Tasks to carry out
1 - In the resource group timeout text, who has to release a stuck resource group manually?
2 - Rewrite the resource group timeout text between "I'm not sure" and "#121715 and #121717.", inclusive, with "cleaned up" changed to "removed".

Passage given
• • • •
Resource group timeout
Problem
It seems like customers are infrequently encountering issues where CI jobs get incorrectly and permanently stuck "waiting for resource" (see: #121715 and #121717). It seems the system can occasionally think a resource group has jobs running, when in fact, there are no jobs running associated with that resource group. This blocks all future jobs in this resource group from starting, and has to the potential to bring all CI pipelines to a grinding halt. The only solution is having Support manually release a resource group.
I'm not sure why this is happening, or whether the underlying issue can be fixed, but as a fallback solution, it'd be nice if resource groups "timed out." I'll caveat this by saying I don't have a deep understanding of GitLab's architecture, so it's hard to describe what I mean with much detail. But basically, if a resource group exists for a long enough period of time without any running jobs associated with it, it should time out and be cleaned up automatically.
Functionality like this would potentially solve the pain point customers are experiencing in #121715 and #121717.
This request is similar to #118434, but not the same. (That issue is asking for the job itself to time out, but it wouldn't fix the problem of a phantom resource group blocking future jobs from running.)
Problem details
It seems some of the system failed to process pipeline jobs due to ActiveRecord::StaleObjectError
(i.e. concurrent update).
Proposal
Use Gitlab::OptimisticLocking
to update the pipeline job concurrent-safely:
diff --git a/app/services/ci/resource_groups/assign_resource_from_resource_group_service.rb b/app/services/ci/resource_groups/assign_resource_from_resource_group_service.rb
index dfd97498fc8..055b27ea3c2 100644
--- a/app/services/ci/resource_groups/assign_resource_from_resource_group_service.rb
+++ b/app/services/ci/resource_groups/assign_resource_from_resource_group_service.rb
@@ -10,7 +10,9 @@ def execute(resource_group)
free_resources = resource_group.resources.free.count
resource_group.upcoming_processables.take(free_resources).each do |processable|
- processable.enqueue_waiting_for_resource
+ Gitlab::OptimisticLocking.retry_lock(processable, name: 'enqueue_waiting_for_resource') do |processable|
+ processable.enqueue_waiting_for_resource
+ end
end
end
# rubocop: enable CodeReuse/ActiveRecord
• • • •
Given data
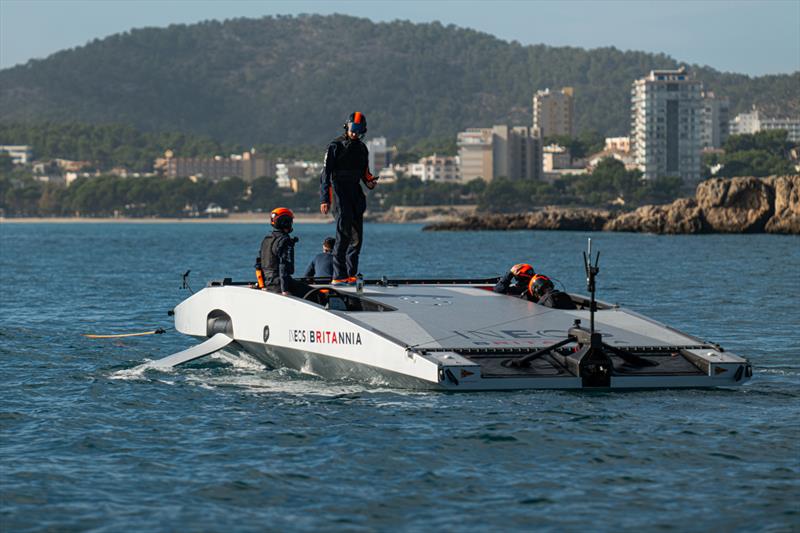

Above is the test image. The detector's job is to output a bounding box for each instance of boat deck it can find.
[335,285,703,354]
• • • •
Task results
1 - Support

2 -
I'm not sure why this is happening, or whether the underlying issue can be fixed, but as a fallback solution, it'd be nice if resource groups "timed out." I'll caveat this by saying I don't have a deep understanding of GitLab's architecture, so it's hard to describe what I mean with much detail. But basically, if a resource group exists for a long enough period of time without any running jobs associated with it, it should time out and be removed automatically.
Functionality like this would potentially solve the pain point customers are experiencing in #121715 and #121717.